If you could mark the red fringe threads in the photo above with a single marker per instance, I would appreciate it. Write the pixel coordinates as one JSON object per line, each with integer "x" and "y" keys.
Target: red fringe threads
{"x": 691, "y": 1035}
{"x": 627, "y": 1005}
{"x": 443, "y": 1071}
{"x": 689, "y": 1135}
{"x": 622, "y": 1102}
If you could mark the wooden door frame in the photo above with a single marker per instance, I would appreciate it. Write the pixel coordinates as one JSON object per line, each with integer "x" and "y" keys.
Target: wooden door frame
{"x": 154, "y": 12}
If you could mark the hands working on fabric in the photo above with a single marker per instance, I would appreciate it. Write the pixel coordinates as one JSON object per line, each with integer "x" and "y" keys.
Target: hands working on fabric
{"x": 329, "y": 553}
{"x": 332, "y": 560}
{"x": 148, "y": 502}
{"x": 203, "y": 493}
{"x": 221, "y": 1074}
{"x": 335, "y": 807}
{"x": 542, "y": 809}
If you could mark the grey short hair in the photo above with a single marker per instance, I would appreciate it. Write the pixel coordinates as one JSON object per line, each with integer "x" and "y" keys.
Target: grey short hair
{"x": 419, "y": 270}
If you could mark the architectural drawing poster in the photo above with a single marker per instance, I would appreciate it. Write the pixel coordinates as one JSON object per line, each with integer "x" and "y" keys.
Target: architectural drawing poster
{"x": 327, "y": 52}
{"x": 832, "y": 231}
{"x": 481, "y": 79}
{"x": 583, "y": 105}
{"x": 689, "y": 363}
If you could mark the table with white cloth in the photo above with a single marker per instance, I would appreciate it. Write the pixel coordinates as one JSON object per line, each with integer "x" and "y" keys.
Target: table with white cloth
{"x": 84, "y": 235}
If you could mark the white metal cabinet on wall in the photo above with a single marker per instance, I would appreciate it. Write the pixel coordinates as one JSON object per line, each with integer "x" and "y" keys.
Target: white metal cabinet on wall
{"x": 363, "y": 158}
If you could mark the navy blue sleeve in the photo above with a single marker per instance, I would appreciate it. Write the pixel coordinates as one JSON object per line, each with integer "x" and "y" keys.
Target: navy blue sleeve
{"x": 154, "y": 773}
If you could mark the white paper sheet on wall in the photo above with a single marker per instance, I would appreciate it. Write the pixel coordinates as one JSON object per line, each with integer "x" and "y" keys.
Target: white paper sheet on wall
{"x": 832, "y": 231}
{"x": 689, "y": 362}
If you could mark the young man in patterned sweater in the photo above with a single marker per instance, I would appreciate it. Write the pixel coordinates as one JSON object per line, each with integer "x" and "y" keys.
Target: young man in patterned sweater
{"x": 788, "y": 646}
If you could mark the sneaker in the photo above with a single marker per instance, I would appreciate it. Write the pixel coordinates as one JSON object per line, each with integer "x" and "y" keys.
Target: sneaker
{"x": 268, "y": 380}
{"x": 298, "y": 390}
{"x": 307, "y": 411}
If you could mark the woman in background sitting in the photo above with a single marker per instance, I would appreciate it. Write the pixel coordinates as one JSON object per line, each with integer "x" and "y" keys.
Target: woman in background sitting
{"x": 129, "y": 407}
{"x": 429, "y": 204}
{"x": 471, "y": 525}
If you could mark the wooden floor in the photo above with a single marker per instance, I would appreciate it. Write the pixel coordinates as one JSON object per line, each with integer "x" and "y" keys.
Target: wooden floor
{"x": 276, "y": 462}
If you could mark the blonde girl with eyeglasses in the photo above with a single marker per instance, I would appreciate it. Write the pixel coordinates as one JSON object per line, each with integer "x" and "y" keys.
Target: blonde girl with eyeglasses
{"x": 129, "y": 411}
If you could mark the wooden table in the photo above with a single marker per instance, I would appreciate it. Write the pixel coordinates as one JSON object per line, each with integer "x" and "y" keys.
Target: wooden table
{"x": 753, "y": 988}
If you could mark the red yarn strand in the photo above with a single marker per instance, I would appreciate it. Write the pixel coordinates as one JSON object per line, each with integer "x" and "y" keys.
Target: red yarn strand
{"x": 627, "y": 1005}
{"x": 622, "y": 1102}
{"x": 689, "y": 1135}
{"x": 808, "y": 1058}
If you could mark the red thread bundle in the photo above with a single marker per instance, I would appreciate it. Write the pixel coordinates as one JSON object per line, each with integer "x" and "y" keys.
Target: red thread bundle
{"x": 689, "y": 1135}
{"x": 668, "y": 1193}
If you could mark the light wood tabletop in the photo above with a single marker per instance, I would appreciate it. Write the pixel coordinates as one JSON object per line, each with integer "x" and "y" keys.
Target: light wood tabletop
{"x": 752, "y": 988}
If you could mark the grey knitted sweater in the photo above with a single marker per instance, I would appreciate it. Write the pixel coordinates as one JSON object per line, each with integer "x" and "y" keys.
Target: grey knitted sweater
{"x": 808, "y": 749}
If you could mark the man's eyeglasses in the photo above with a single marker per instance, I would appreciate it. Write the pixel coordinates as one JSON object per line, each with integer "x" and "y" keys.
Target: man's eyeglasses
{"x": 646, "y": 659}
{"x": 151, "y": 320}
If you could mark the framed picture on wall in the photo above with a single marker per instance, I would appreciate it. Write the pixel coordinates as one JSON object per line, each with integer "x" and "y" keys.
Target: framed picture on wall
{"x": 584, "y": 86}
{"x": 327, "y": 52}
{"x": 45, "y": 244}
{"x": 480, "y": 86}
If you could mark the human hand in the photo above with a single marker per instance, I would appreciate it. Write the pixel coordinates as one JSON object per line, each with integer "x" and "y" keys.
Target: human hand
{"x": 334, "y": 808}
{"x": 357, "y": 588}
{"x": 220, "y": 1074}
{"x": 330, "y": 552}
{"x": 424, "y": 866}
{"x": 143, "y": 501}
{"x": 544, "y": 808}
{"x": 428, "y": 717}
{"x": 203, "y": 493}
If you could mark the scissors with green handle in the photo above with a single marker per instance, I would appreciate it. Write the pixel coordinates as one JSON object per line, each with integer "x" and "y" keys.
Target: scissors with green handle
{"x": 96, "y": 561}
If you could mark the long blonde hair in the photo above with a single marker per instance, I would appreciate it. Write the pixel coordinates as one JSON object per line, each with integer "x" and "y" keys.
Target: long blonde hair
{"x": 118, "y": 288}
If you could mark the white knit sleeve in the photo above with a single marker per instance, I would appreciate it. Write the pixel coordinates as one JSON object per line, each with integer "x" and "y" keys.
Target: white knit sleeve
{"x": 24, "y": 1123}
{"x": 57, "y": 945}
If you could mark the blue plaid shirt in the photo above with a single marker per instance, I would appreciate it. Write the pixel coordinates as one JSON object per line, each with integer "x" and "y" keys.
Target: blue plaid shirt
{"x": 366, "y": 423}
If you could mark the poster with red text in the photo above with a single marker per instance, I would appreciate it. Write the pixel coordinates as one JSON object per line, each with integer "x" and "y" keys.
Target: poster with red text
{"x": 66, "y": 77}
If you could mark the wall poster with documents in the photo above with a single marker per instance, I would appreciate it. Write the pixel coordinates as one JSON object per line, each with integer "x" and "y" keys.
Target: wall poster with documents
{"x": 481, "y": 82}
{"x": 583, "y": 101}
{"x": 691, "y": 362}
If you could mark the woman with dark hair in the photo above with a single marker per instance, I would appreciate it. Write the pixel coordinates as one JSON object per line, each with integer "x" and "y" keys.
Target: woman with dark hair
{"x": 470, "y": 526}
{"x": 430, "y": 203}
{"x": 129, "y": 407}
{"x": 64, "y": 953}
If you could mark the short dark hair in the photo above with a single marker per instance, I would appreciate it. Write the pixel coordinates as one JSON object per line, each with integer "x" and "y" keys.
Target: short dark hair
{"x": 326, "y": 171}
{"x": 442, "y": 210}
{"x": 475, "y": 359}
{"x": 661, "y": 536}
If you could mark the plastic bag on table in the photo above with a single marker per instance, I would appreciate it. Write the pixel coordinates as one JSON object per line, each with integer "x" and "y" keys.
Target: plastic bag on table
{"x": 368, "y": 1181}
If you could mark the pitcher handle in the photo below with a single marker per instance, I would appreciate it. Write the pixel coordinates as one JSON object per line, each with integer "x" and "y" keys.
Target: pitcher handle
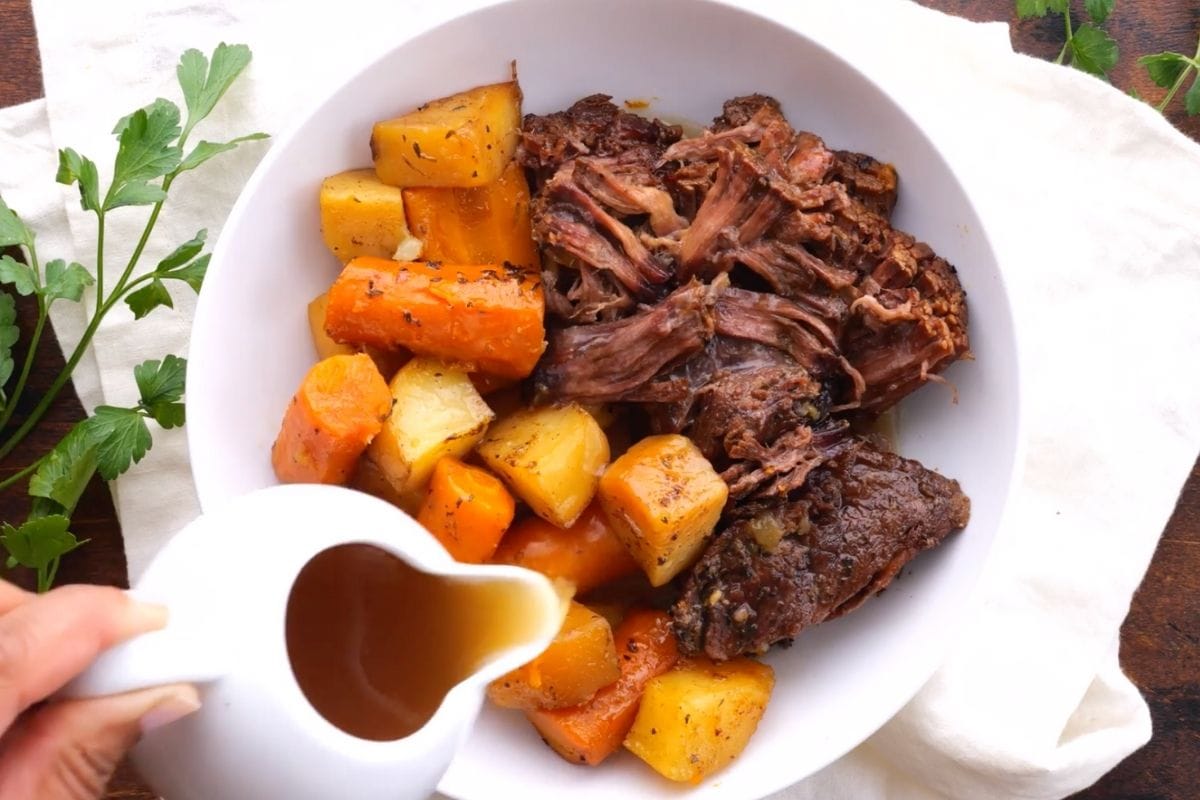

◇ ◇ ◇ ◇ ◇

Given instruction -> Return each line of the records above that contains the string "knitted"; letter case is significant.

Task result ->
If you could mark the grey knitted sweater in the photo above with a single marker per instance, I would appreciate it. Write the pixel coordinates as one JSON object per line, each with integer "x" and "y" keys.
Target: grey knitted sweater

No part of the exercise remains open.